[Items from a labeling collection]
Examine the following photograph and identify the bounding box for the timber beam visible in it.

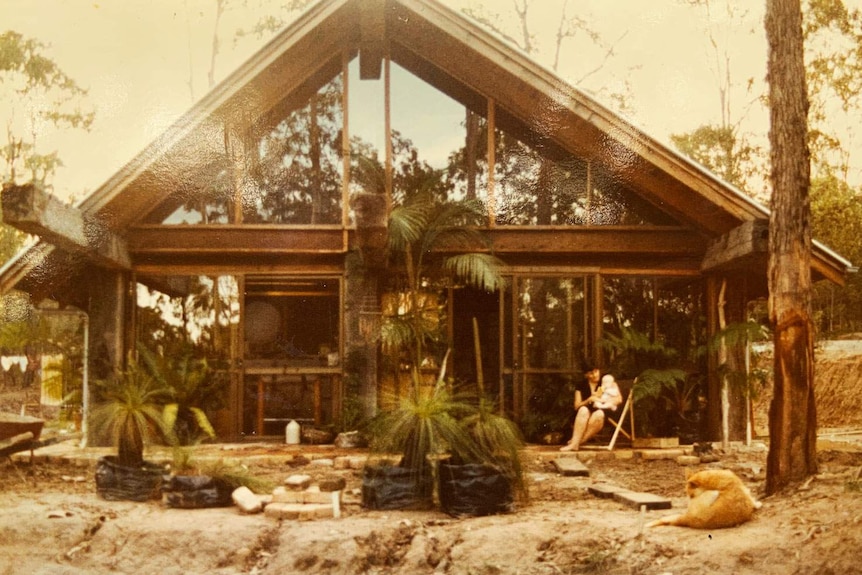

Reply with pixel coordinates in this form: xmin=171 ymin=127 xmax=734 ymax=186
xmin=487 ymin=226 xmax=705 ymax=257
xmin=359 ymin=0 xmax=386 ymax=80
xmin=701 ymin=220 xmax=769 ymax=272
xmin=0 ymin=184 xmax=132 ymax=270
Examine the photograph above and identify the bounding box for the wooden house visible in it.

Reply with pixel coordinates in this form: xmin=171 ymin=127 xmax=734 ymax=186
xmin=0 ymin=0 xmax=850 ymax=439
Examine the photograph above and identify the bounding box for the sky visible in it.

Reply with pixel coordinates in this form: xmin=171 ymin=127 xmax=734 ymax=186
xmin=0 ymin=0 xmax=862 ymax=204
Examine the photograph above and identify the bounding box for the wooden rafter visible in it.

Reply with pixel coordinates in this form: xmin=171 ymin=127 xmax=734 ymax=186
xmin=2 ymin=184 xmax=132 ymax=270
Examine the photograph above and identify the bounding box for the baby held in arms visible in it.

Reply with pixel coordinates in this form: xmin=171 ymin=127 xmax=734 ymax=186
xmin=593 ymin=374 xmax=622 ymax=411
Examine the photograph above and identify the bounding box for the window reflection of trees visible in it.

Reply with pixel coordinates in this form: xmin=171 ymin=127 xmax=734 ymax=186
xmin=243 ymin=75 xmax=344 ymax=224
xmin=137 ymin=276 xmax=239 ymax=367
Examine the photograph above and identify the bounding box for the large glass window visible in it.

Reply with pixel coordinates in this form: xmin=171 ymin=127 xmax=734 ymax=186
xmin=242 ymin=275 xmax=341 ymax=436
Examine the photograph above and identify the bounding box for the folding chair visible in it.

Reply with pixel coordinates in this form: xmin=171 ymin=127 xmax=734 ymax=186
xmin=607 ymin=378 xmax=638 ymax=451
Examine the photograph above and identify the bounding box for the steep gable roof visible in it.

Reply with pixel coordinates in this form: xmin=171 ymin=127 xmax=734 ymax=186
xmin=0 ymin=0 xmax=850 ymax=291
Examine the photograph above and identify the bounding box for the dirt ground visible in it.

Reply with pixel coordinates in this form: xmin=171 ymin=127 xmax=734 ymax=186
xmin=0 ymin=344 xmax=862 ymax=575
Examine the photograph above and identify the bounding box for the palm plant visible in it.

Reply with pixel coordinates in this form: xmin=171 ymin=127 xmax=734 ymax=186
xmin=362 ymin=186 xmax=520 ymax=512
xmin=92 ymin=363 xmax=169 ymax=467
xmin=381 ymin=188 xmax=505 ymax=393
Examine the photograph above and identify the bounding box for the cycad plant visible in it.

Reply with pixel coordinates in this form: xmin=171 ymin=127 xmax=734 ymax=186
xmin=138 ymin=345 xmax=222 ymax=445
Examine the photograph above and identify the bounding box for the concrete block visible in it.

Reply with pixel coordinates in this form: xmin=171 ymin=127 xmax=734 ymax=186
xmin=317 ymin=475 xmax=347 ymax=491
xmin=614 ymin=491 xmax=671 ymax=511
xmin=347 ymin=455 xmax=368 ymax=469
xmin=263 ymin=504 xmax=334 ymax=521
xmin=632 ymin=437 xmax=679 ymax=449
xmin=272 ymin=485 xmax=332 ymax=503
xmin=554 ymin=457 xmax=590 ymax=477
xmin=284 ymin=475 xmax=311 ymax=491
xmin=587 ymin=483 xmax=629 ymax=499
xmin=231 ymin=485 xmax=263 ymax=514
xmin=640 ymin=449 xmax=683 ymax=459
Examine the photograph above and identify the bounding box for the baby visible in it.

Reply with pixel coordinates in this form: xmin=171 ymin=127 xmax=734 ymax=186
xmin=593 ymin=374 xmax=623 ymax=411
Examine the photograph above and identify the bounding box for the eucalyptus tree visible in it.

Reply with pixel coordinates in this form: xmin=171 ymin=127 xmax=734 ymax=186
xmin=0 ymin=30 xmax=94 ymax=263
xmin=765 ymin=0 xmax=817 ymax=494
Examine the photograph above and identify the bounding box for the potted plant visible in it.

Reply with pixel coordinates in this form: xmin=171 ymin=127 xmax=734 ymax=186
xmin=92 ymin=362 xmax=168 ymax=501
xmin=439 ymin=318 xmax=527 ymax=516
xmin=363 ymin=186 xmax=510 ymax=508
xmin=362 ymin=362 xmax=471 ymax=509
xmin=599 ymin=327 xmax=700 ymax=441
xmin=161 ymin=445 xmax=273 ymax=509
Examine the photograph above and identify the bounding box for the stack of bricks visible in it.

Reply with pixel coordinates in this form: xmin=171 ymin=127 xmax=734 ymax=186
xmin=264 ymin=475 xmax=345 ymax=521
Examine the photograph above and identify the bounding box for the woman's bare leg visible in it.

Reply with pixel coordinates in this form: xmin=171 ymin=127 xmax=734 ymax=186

> **EXERCISE**: Please format the lines between the ones holding "block visible in it." and "xmin=765 ymin=0 xmax=817 ymax=494", inclusive, as a Markdown table with the columns No. and Line, numbering each row and leaving out blank lines.

> **WORKED ANSWER**:
| No. | Line |
|---|---|
| 1 | Examine the photograph above and identify the bounding box for the concrete block visible in it. |
| 2 | Reply with pixel coordinates in this form: xmin=171 ymin=127 xmax=734 ymax=186 |
| 3 | xmin=317 ymin=475 xmax=347 ymax=491 |
| 4 | xmin=614 ymin=491 xmax=671 ymax=511 |
| 5 | xmin=347 ymin=455 xmax=368 ymax=469 |
| 6 | xmin=263 ymin=504 xmax=334 ymax=521 |
| 7 | xmin=632 ymin=437 xmax=679 ymax=449 |
| 8 | xmin=272 ymin=485 xmax=332 ymax=503 |
| 9 | xmin=554 ymin=457 xmax=590 ymax=477 |
| 10 | xmin=284 ymin=475 xmax=311 ymax=491 |
| 11 | xmin=587 ymin=483 xmax=629 ymax=499 |
| 12 | xmin=231 ymin=485 xmax=263 ymax=514 |
| 13 | xmin=640 ymin=449 xmax=683 ymax=459 |
| 14 | Examine the photograph above and identify the bounding box for the baby visible in it. |
| 15 | Reply with pixel coordinates in this form: xmin=171 ymin=127 xmax=734 ymax=186 |
| 16 | xmin=593 ymin=374 xmax=623 ymax=411 |
| 17 | Examine the photograph above and identify the bounding box for the eucalyptus tree visible in it. |
| 18 | Reply with pixel coordinates in this form: xmin=171 ymin=127 xmax=734 ymax=186 |
| 19 | xmin=0 ymin=30 xmax=94 ymax=263 |
| 20 | xmin=765 ymin=0 xmax=817 ymax=494 |